### Records
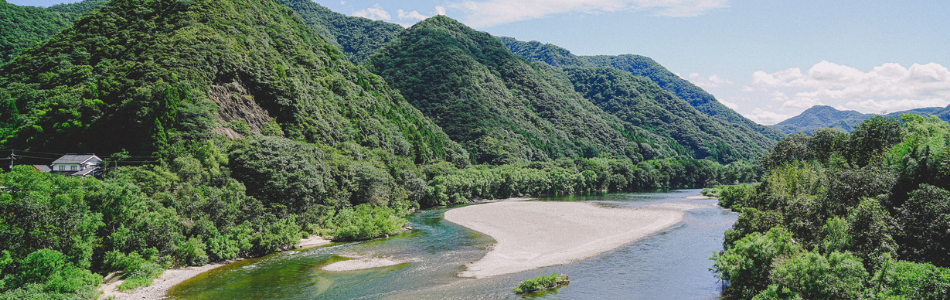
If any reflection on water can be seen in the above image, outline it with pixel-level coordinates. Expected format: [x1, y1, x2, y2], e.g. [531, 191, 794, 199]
[169, 190, 736, 300]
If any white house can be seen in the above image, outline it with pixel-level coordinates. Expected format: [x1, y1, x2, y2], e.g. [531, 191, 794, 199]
[50, 154, 102, 176]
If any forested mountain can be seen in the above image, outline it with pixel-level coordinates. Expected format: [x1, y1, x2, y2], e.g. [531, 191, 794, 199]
[363, 16, 685, 164]
[714, 113, 950, 299]
[498, 37, 782, 140]
[280, 0, 405, 64]
[0, 0, 761, 299]
[563, 67, 773, 162]
[772, 105, 950, 135]
[772, 105, 871, 135]
[0, 0, 468, 299]
[0, 0, 109, 65]
[0, 1, 457, 161]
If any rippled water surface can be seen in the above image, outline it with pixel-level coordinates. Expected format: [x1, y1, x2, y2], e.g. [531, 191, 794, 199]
[169, 190, 736, 300]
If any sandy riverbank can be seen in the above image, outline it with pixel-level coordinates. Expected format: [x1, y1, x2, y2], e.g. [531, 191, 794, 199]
[99, 236, 330, 300]
[445, 201, 683, 278]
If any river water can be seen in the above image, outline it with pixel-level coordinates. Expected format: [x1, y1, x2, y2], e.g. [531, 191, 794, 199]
[168, 190, 737, 300]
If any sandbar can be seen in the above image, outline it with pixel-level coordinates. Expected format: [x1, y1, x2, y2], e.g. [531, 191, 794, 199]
[445, 201, 683, 278]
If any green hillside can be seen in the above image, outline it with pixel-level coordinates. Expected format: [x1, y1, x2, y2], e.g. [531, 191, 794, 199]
[0, 1, 468, 161]
[772, 105, 871, 135]
[0, 0, 109, 65]
[772, 105, 950, 135]
[713, 113, 950, 299]
[0, 0, 468, 299]
[498, 37, 782, 140]
[280, 0, 406, 64]
[563, 67, 772, 162]
[363, 16, 685, 164]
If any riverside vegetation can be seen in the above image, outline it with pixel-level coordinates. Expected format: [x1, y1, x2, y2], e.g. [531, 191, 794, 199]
[512, 272, 570, 294]
[0, 0, 771, 299]
[713, 114, 950, 299]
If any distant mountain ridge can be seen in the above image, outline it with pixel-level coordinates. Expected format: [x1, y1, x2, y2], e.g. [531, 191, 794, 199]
[363, 16, 675, 164]
[498, 37, 782, 140]
[363, 16, 774, 163]
[280, 0, 406, 64]
[772, 105, 950, 135]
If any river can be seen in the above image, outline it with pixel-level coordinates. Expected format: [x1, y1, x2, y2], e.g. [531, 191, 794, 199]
[168, 190, 737, 300]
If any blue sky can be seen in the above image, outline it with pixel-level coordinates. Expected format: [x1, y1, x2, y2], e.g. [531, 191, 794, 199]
[8, 0, 950, 124]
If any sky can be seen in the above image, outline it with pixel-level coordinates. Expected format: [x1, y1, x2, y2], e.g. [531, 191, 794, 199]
[13, 0, 950, 125]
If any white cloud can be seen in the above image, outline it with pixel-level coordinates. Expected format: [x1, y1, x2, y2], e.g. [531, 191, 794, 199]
[677, 72, 732, 88]
[353, 3, 392, 21]
[743, 61, 950, 113]
[844, 98, 950, 114]
[743, 108, 795, 125]
[396, 9, 429, 21]
[450, 0, 728, 27]
[719, 100, 739, 110]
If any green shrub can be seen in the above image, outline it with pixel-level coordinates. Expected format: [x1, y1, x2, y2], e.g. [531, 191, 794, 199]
[333, 204, 409, 241]
[512, 272, 567, 294]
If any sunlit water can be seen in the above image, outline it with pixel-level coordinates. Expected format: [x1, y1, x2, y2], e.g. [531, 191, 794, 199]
[169, 190, 736, 300]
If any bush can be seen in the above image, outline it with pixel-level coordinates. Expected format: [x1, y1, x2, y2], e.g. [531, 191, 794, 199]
[512, 272, 568, 294]
[332, 204, 409, 241]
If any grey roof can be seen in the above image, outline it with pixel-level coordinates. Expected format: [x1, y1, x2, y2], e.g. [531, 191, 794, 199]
[53, 154, 102, 165]
[67, 168, 96, 176]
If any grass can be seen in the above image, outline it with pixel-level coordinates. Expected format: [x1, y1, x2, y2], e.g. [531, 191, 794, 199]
[512, 272, 570, 294]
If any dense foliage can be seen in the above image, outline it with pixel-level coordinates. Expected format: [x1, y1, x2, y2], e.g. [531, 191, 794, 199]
[714, 114, 950, 299]
[564, 67, 772, 163]
[280, 0, 406, 64]
[512, 272, 568, 294]
[0, 0, 776, 299]
[498, 37, 782, 140]
[772, 105, 950, 135]
[0, 0, 109, 65]
[363, 16, 675, 164]
[772, 105, 871, 135]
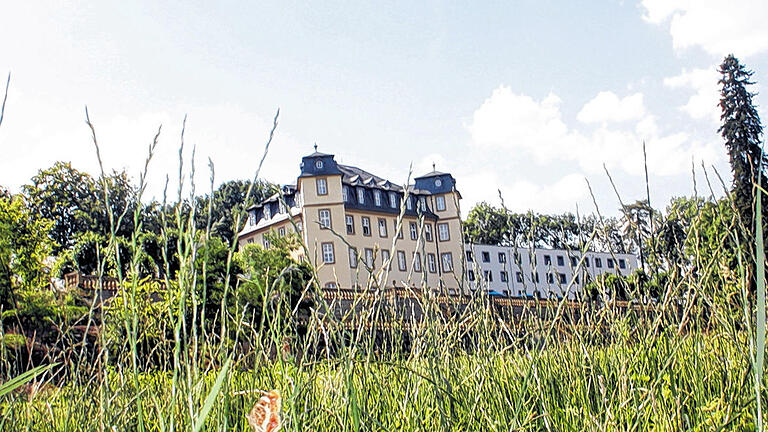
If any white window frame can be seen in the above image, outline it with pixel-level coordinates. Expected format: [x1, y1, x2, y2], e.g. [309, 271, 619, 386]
[315, 177, 328, 195]
[378, 218, 387, 238]
[317, 209, 332, 229]
[344, 215, 355, 235]
[427, 253, 437, 273]
[437, 223, 451, 241]
[397, 251, 408, 271]
[435, 195, 446, 211]
[320, 242, 336, 264]
[440, 252, 453, 273]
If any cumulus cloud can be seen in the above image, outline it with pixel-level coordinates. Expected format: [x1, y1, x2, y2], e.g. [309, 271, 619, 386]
[664, 66, 720, 124]
[642, 0, 768, 56]
[467, 86, 718, 175]
[576, 91, 645, 123]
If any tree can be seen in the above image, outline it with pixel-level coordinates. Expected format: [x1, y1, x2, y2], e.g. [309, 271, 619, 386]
[718, 54, 768, 240]
[195, 180, 278, 245]
[0, 196, 52, 308]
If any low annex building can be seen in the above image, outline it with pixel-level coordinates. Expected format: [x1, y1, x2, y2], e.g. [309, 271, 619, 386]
[238, 149, 465, 294]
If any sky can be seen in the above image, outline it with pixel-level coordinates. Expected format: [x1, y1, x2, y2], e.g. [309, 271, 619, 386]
[0, 0, 768, 215]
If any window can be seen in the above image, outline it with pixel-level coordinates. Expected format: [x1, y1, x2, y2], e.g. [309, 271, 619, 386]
[440, 252, 453, 273]
[381, 249, 392, 269]
[427, 254, 437, 273]
[437, 223, 451, 241]
[317, 209, 331, 229]
[379, 218, 387, 238]
[322, 243, 336, 264]
[397, 251, 407, 271]
[315, 178, 328, 195]
[392, 219, 403, 238]
[435, 195, 445, 211]
[344, 215, 355, 235]
[357, 188, 365, 204]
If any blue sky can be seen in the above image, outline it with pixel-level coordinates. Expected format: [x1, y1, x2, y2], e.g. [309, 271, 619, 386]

### What the exercise asks
Duplicate all of the material above line for line, with no changes, and omit the pictures from your reply.

### Response to the task
If any reflection on water can be seen in the above image, outline it with pixel-level coordinates. Expected format: [x1, y1, x2, y2], e.g. [531, 191, 794, 199]
[169, 190, 736, 300]
If any white house can be seen in the above image, outline it with pixel-level coordinates. Expected format: [x1, y1, x2, y2], e.g. [531, 191, 794, 199]
[50, 154, 102, 176]
If any forested mountain can be seen in the above image, outline it with pixel-level coordinates. Expected format: [x1, y1, x2, y2], e.g. [531, 191, 794, 199]
[363, 16, 685, 164]
[714, 113, 950, 299]
[498, 37, 782, 140]
[280, 0, 405, 64]
[0, 0, 761, 299]
[563, 67, 773, 162]
[772, 105, 950, 135]
[772, 105, 871, 135]
[0, 0, 468, 299]
[0, 0, 109, 65]
[0, 1, 457, 161]
If any rippled water surface can be seen in the above image, outline it with pixel-level coordinates. Expected format: [x1, y1, x2, y2], e.g. [531, 191, 794, 199]
[169, 190, 736, 300]
If any sandy riverbank can be seen in the above image, outline it with pixel-level coordinates. Expected format: [x1, y1, x2, y2], e.g. [531, 191, 794, 199]
[99, 236, 330, 300]
[445, 201, 683, 278]
If any river water can be seen in the above image, outline it with pixel-level coordinates. Expected format: [x1, y1, x2, y2], e.g. [531, 191, 794, 199]
[168, 190, 737, 300]
If any sandbar can be seen in the above image, outline it with pixel-level coordinates. Expected format: [x1, y1, x2, y2], e.g. [531, 191, 794, 199]
[445, 201, 683, 278]
If any green hillside can be seen in the above image, outline it with pixel-level coordinates. Expected format: [x1, y1, x2, y2], e.g. [531, 191, 794, 199]
[0, 1, 468, 161]
[772, 105, 871, 135]
[0, 0, 109, 65]
[772, 105, 950, 135]
[713, 113, 950, 299]
[0, 0, 468, 299]
[498, 37, 782, 140]
[280, 0, 406, 64]
[563, 67, 772, 162]
[363, 16, 685, 164]
If any riverside vegetation can be seen in the above image, outline it with pixel-level coordinates. Expected format: [x1, y1, x2, y2], e.g. [531, 191, 794, 199]
[512, 272, 570, 294]
[0, 0, 771, 299]
[713, 114, 950, 299]
If any distant mountain ridge can be seen in the above image, outline it with pixel-level coordinates. Expected format: [x1, y1, x2, y2], e.g. [531, 191, 794, 199]
[363, 16, 675, 164]
[498, 37, 782, 140]
[363, 16, 774, 163]
[280, 0, 406, 64]
[772, 105, 950, 135]
If any river can be seen in the above image, outline it with pixel-level coordinates. Expected format: [x1, y1, x2, y2], e.g. [531, 191, 794, 199]
[168, 190, 737, 300]
If any blue sky can be seen in the above image, outline it with pixel-level coordinates. Expected format: [x1, y1, x2, y2], e.g. [531, 191, 794, 199]
[8, 0, 950, 124]
If any sky can be seen in the above image, outline it with pixel-level coordinates. Expected format: [x1, y1, x2, y2], e.g. [531, 191, 794, 199]
[13, 0, 950, 125]
If any white cloud can be seen in the above image, outline it with pixel-level coordinates. Expected format: [x1, y1, x2, y2], e.g. [531, 191, 794, 199]
[677, 72, 732, 88]
[353, 3, 392, 21]
[743, 61, 950, 113]
[844, 98, 950, 114]
[743, 108, 795, 125]
[396, 9, 429, 21]
[450, 0, 728, 27]
[719, 100, 739, 110]
If any green shrub can be seen in the above image, outline it with pixel-level coordinates. Expected format: [x1, y1, x2, y2], e.g. [531, 191, 794, 199]
[333, 204, 409, 241]
[512, 272, 567, 294]
If any sunlit water can be seen in the above image, outline it with pixel-level coordinates. Expected format: [x1, y1, x2, y2], e.g. [531, 191, 794, 199]
[169, 190, 736, 300]
If any bush can be seen in the above image, outline it with pixel-level coordinates. Expected format: [x1, y1, x2, y2], e.g. [531, 191, 794, 199]
[512, 272, 568, 294]
[332, 204, 409, 241]
If any grey roof can be seen in the above image, outline it with pixel-level coordinates. Expected format: [x1, y1, x2, y2], e.g. [531, 191, 794, 199]
[53, 154, 102, 165]
[67, 168, 96, 176]
If any grass can be seen in the above image, outline it with pixel-level coordinates. Expected format: [x1, y1, x2, y2], e.g. [531, 191, 794, 199]
[512, 272, 570, 294]
If any dense foliage can be seen in the above image, outline it with pixel-level coordinates. Expected format: [x1, y1, x2, y2], e.g. [531, 191, 794, 199]
[714, 114, 950, 299]
[564, 67, 772, 163]
[280, 0, 406, 64]
[512, 272, 568, 294]
[0, 0, 776, 299]
[498, 37, 782, 140]
[772, 105, 950, 135]
[0, 0, 109, 65]
[363, 16, 675, 164]
[772, 105, 871, 135]
If any white window frame can be seen in the above image, outline it with pixel-level coordinates. Expected format: [x1, y1, x2, y2], e.g. [309, 271, 619, 386]
[315, 177, 328, 195]
[378, 218, 387, 238]
[317, 209, 332, 229]
[344, 215, 355, 235]
[427, 253, 437, 273]
[437, 223, 451, 241]
[397, 251, 408, 271]
[435, 195, 446, 211]
[320, 242, 336, 264]
[440, 252, 453, 273]
If any cumulus cloud can be seen in the above image, outline it with pixel-level coordinates. Expected format: [x1, y1, x2, y2], e.g. [309, 271, 619, 386]
[664, 66, 720, 124]
[642, 0, 768, 56]
[467, 86, 718, 175]
[576, 91, 645, 123]
If any tree can be seen in the above image, outline it with pixel-level coordinates. Expected format: [x1, y1, x2, y2], e.g. [309, 271, 619, 386]
[718, 54, 768, 240]
[195, 180, 278, 245]
[0, 196, 52, 308]
If any low annex building can be seen in the above image, outline it with pixel-level coordinates. Expected format: [x1, y1, x2, y2], e.g. [309, 271, 619, 386]
[238, 149, 465, 294]
If any sky can be seen in the above image, outline it with pixel-level coordinates. Expected format: [x1, y1, x2, y2], e.g. [309, 271, 619, 386]
[0, 0, 768, 215]
If any window can be seen in the above image, outline it with pixel-level coordinates. Expected format: [x1, y1, x2, y2], e.g. [309, 271, 619, 386]
[440, 252, 453, 273]
[381, 249, 392, 269]
[427, 254, 437, 273]
[437, 223, 451, 241]
[317, 209, 331, 229]
[379, 218, 387, 238]
[322, 243, 336, 264]
[397, 251, 407, 271]
[315, 178, 328, 195]
[392, 219, 403, 238]
[435, 195, 445, 211]
[344, 215, 355, 235]
[357, 188, 365, 204]
If any blue sky can be seen in the above image, outline it with pixel-level coordinates. Expected format: [x1, y1, x2, y2], e.g. [309, 271, 619, 386]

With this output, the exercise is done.